— Begin —
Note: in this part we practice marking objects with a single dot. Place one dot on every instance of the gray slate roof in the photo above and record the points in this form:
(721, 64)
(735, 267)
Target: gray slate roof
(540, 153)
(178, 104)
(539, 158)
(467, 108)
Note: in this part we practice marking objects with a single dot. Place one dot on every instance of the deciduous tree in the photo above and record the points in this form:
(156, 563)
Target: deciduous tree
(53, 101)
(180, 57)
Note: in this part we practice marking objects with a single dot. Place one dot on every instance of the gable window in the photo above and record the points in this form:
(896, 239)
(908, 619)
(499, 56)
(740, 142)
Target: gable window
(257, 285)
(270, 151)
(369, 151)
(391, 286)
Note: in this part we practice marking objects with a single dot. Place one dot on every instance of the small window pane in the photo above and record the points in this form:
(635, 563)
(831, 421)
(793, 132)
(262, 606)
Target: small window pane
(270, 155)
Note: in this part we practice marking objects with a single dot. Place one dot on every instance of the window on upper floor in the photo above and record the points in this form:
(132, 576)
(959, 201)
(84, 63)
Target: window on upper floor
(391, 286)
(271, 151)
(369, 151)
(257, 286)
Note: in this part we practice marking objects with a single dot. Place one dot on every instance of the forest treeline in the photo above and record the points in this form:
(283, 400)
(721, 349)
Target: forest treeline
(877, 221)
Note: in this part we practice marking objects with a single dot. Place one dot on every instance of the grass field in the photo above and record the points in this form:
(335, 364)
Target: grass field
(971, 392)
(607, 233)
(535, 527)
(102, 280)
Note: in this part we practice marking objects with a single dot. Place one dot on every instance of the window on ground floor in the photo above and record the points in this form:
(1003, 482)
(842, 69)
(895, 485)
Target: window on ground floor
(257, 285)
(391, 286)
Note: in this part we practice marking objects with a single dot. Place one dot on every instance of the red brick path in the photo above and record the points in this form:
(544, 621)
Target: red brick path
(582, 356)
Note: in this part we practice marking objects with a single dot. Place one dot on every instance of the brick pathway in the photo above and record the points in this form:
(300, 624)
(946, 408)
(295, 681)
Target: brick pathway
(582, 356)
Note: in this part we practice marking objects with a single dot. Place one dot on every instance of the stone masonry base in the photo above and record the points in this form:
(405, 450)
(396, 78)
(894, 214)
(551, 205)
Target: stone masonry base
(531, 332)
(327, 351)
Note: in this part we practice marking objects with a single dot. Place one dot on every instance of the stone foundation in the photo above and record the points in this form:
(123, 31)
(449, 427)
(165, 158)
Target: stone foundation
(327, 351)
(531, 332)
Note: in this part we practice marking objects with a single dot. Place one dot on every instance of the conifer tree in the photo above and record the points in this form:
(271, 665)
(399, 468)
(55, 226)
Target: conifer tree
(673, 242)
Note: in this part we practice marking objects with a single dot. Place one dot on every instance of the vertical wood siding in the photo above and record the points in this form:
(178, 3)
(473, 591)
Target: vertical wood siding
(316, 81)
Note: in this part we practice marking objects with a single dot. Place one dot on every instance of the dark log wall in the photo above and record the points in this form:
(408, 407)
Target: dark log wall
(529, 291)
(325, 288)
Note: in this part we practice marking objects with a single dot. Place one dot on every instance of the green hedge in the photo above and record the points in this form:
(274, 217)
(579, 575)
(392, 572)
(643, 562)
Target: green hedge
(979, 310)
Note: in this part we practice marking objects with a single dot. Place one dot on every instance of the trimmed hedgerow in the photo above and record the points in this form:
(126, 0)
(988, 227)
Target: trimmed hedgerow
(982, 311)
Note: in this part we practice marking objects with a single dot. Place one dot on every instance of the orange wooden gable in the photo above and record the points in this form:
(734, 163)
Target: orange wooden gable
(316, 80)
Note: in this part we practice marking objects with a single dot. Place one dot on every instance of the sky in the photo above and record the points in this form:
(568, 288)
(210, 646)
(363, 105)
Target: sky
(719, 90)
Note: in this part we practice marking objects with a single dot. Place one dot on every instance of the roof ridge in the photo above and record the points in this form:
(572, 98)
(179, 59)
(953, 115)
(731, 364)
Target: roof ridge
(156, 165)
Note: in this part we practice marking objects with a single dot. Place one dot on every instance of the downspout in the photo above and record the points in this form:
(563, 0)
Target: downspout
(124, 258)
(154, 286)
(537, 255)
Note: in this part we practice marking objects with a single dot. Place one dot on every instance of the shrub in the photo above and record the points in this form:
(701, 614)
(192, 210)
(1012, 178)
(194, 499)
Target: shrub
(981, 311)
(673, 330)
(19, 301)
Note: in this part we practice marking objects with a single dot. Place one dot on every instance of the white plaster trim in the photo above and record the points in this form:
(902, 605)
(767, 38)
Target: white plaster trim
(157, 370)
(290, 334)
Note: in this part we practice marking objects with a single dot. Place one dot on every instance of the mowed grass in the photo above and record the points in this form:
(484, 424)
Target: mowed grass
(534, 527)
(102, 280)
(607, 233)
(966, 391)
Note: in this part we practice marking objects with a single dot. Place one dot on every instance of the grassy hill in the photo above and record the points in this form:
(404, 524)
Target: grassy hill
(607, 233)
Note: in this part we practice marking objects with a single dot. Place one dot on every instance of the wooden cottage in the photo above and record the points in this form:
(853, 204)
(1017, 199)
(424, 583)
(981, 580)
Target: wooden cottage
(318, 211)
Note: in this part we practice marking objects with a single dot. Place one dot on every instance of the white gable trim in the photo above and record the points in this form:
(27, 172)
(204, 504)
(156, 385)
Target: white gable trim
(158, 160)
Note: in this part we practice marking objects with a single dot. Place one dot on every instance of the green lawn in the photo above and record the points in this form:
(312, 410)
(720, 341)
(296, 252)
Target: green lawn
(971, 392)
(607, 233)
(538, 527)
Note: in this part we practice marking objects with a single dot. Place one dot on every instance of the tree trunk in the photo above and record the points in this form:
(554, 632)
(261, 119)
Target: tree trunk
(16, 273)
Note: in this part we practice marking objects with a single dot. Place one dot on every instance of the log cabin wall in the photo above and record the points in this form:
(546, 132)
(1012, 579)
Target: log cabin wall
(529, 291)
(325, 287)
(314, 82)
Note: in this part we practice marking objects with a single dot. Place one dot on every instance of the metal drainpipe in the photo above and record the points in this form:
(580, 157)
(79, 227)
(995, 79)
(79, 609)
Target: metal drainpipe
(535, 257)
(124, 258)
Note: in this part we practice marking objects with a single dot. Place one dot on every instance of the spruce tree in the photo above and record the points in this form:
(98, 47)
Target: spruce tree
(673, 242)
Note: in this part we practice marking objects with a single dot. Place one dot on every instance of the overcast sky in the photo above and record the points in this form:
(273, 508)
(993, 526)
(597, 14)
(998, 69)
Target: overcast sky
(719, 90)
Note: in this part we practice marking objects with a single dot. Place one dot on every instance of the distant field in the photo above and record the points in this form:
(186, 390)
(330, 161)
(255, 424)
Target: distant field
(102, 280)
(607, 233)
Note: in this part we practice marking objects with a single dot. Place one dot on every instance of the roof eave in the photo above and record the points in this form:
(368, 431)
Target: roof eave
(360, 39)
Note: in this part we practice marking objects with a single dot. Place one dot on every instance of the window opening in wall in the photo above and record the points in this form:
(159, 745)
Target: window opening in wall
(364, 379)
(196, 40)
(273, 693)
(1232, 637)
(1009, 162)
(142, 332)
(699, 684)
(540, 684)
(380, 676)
— End —
Requirements:
Recite the full listing above exactly.

Full answer:
Note: in this part we practice marking objects with a single dot. Place one dot on every instance of the gray slate roof in the photo above and record the points in this form:
(721, 64)
(735, 267)
Target: gray slate roof
(540, 153)
(178, 104)
(539, 158)
(467, 108)
Note: in this part we practice marking objects with a single dot. Place one dot on every instance of the deciduous tree in the photo above and record the points in this form:
(156, 563)
Target: deciduous tree
(53, 101)
(180, 57)
Note: in this part we practice marking objects with a single dot. Place one dot on every instance of the gable window in the photo above and record the points in this form:
(896, 239)
(908, 619)
(499, 56)
(740, 142)
Target: gable window
(257, 285)
(270, 151)
(369, 151)
(391, 286)
Note: in this part we practice marking objects with a single dot. Place one dot on every instance of the small window pane in the photo above and record the points in this form:
(635, 563)
(831, 421)
(793, 132)
(262, 606)
Target: small window pane
(270, 155)
Note: in this part we practice marking objects with a single dot. Place one dot on every instance of the window on upper floor in the photo above and record the points in this form:
(132, 576)
(959, 201)
(84, 63)
Target: window on upper floor
(391, 286)
(271, 151)
(369, 151)
(257, 286)
Note: in this part we practice marking objects with a single dot. Place one dot on every instance of the forest treeline in the photo above and record the points in this form:
(283, 400)
(721, 349)
Target: forest treeline
(877, 221)
Note: in this part we practice marking objects with a single dot. Place one dot on every instance of the grass field in the photo above and record the points in this form:
(335, 364)
Target: grass field
(971, 392)
(607, 233)
(535, 527)
(102, 280)
Note: in this part we practice marking objects with a single dot. Place one dot on every instance of the window on ground floor in the photo above and record the points in this form:
(1003, 482)
(842, 69)
(895, 485)
Target: window on ground floor
(257, 285)
(391, 286)
Note: in this part we practice marking objects with a single dot. Place one dot on every instance of the red brick path in the photo above and record the points in this form:
(544, 621)
Target: red brick path
(582, 356)
Note: in this part we practice marking objects with a single dot. Place one dot on every instance of the brick pathway in the photo above and record the points in this form:
(300, 624)
(946, 408)
(295, 681)
Target: brick pathway
(582, 356)
Note: in this part we practice marking objects with a single dot. Place one dot on every instance of the stone masonry base in the photo above and record the points in this form:
(405, 450)
(396, 78)
(894, 214)
(551, 205)
Target: stone masonry base
(531, 332)
(327, 351)
Note: in this part we practice marking objects with a single dot. Place one dot on every instance of the stone foundation in the photo above and record the points in this form:
(123, 31)
(449, 427)
(165, 158)
Target: stone foundation
(327, 351)
(531, 332)
Note: in this part we practice marking objects with a single dot. Place one dot on every instance of the conifer tree in the photo above and record the points in this form:
(271, 665)
(399, 468)
(55, 226)
Target: conifer tree
(673, 242)
Note: in this part we practice marking objects with a single dot. Place one dot on every instance of the vertical wood siding in the photo above and record the points in this form:
(178, 3)
(473, 591)
Target: vertical wood siding
(316, 81)
Note: in this part we practice marking objects with a single dot. Place one dot on every instance of the dark log wall in the photo above and record the points in this form:
(408, 407)
Target: dark log wall
(529, 291)
(325, 288)
Note: in this part we practice marking objects with a single dot. Place one dot on every instance of the green hedge in the photo above and record the points in this form:
(274, 217)
(579, 575)
(392, 572)
(643, 562)
Target: green hedge
(979, 310)
Note: in this part we practice marking objects with a single dot. Place one dot on every instance of the trimmed hedgerow in the photo above and record the points in this form:
(126, 0)
(988, 227)
Target: trimmed hedgerow
(982, 311)
Note: in this part we practice marking objects with a single dot. Place one dot on every instance of the orange wooden gable in the photo above and record the points in this form:
(734, 163)
Target: orange wooden gable
(316, 80)
Note: in this part we practice marking objects with a single dot. Place one dot on every instance of the sky in the photo above and record the points in this form:
(568, 288)
(210, 646)
(363, 105)
Target: sky
(719, 90)
Note: in this part we practice marking objects with a single dot. Place one dot on every instance of the roof ridge in the photo above and record the points in this form:
(572, 98)
(179, 59)
(953, 115)
(731, 364)
Target: roof ridge
(156, 165)
Note: in this part we practice marking objects with a single dot. Place one dot on every instance of the downspout in the photo above and record the points in this form:
(563, 0)
Target: downspout
(124, 258)
(154, 286)
(537, 255)
Note: in this part we practice marking objects with a single dot. Place one dot on every instance of the shrub in the photo above and record the points in this form:
(701, 614)
(192, 210)
(1012, 178)
(194, 499)
Target: shrub
(981, 311)
(673, 330)
(19, 301)
Note: in this part we practice marking objects with a single dot. Place one dot on every instance of the white plaster trim in the photo above and record the points in this form:
(902, 605)
(767, 38)
Target: white plaster trim
(157, 370)
(290, 334)
Note: in this part we practice marking objects with a single dot. Place one dot on every instance of the mowed grass in the photo above and record the points in this form:
(484, 424)
Target: mowed grass
(534, 527)
(102, 280)
(607, 233)
(966, 391)
Note: in this part we practice marking objects with a single dot. Place one dot on every instance of the grassy hill in the photo above and record the points in this form:
(404, 524)
Target: grassy hill
(607, 233)
Note: in this part we practice marking objects with a single dot. Place one dot on every instance of the wooden cottage in the photo above and record the points in this form:
(853, 204)
(1017, 199)
(424, 583)
(981, 580)
Target: wooden cottage
(318, 211)
Note: in this part we practice marking objects with a single dot. Place one dot on every instance of the white gable trim in the photo above and record the points in this form:
(27, 172)
(204, 504)
(156, 385)
Target: white gable trim
(158, 160)
Note: in this part we practice marking objects with a single dot. Place one dot on every instance of the green lawn in the photo above and record the points in this form:
(312, 410)
(720, 341)
(296, 252)
Target: green lawn
(971, 392)
(607, 233)
(538, 527)
Note: in this part we practice marking objects with a single dot. Place one dot on every instance of the tree trunk in the photo above and record the points in this form:
(554, 632)
(261, 119)
Target: tree trunk
(16, 273)
Note: in this part we practice marking objects with a single dot. Place one dot on every instance of the log cabin wall in the photo above and record the points in this form:
(546, 132)
(1012, 579)
Target: log cabin wall
(529, 291)
(325, 287)
(314, 82)
Note: in this part we practice marking objects with a single dot. Place one dot on every instance of the metal drainpipe in the photo above and record the points in this form:
(580, 157)
(79, 227)
(995, 79)
(79, 609)
Target: metal drainpipe
(535, 257)
(124, 258)
Note: in this part we practice marking objects with a single dot. Place one dot on every instance of the spruce tree in the photo above and record the points in this form:
(98, 47)
Target: spruce tree
(673, 242)
Note: in this part we practice marking objects with a single dot. Place one dot on every instance of the overcast sky in the photo above and record the points in this form:
(273, 508)
(993, 526)
(597, 14)
(998, 69)
Target: overcast sky
(719, 90)
Note: in this part we practice marking objects with a single dot. Place one dot on every instance of the distant field in the photo above and record the points in this form:
(186, 390)
(330, 161)
(255, 424)
Target: distant field
(102, 280)
(607, 233)
Note: in this part we practice marking objects with a single dot. Place one dot on every instance of the roof eave in the photo above and record the points in this form:
(368, 431)
Target: roof eave
(360, 39)
Note: in this part we practice marking objects with a single dot. Place one dot on every instance of the window opening in wall in the photo above and record the points in this form:
(159, 745)
Target: window opening in wall
(364, 379)
(196, 40)
(273, 693)
(1232, 637)
(1009, 162)
(142, 332)
(699, 684)
(540, 684)
(380, 676)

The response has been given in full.